- INPUT DATA:
......
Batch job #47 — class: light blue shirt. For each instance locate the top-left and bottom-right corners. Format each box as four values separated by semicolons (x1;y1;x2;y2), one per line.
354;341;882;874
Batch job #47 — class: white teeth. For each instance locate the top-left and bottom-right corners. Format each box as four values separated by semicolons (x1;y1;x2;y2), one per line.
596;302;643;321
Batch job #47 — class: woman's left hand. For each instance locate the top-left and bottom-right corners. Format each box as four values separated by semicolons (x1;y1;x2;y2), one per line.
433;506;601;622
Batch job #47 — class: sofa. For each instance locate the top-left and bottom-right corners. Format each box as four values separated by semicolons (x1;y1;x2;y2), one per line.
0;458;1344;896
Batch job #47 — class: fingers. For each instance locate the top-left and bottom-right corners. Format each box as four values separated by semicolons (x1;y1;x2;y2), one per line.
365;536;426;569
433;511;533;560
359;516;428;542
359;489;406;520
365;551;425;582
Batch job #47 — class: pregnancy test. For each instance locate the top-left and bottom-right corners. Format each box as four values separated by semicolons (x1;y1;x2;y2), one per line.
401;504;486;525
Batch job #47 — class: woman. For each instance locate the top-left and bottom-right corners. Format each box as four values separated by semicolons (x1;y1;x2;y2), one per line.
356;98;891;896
......
- GOAL OF THE EXERCISE:
Convert the lines above into a JSON list of strings, one string per line, leaving out any blank lines.

- COMPLETED EXERCISE:
[
  "Batch job #47 — class: light blue shirt. For each instance locate the top-left and bottom-right corners. Format each box as four values separated by semicolons (x1;y1;x2;y2), one per line.",
  "354;341;882;874",
  "Batch job #47 — class: white teeth. For each instance locate the top-left and bottom-right corners. Format each box as four values separated by semicolons (x1;y1;x2;y2), one per line.",
  "596;302;643;321",
  "Batch job #47 — class: woman's left hand. For each instance locate the top-left and bottom-right corners. Format each box as four values separated by semicolons (x1;y1;x2;y2), one per line.",
  "433;506;601;622",
  "Batch job #47 — class: sofa. For each instance locate the top-left and bottom-right corners. Format each box as four values separated by semicolons (x1;y1;x2;y2), one per line.",
  "0;458;1344;896",
  "Batch job #47 — class: fingers. For each instance locate the top-left and bottom-right corners. Format each box as four values separated by semicolons (x1;y1;x2;y2), one per line.",
  "365;536;426;569",
  "433;511;533;560",
  "359;516;428;542",
  "359;489;406;520",
  "365;551;425;582",
  "Batch job #47 — class: pregnancy test. For each instance locate the top-left and bottom-right corners. Format each box as four values separated by semicolons (x1;y1;x2;y2), one per line.",
  "401;504;486;525",
  "Batch job #47 — class: woman. For each instance locate the top-left and bottom-right corners. Format each box as four values separated by semicolons (x1;y1;x2;y2), one per line.",
  "356;98;891;896"
]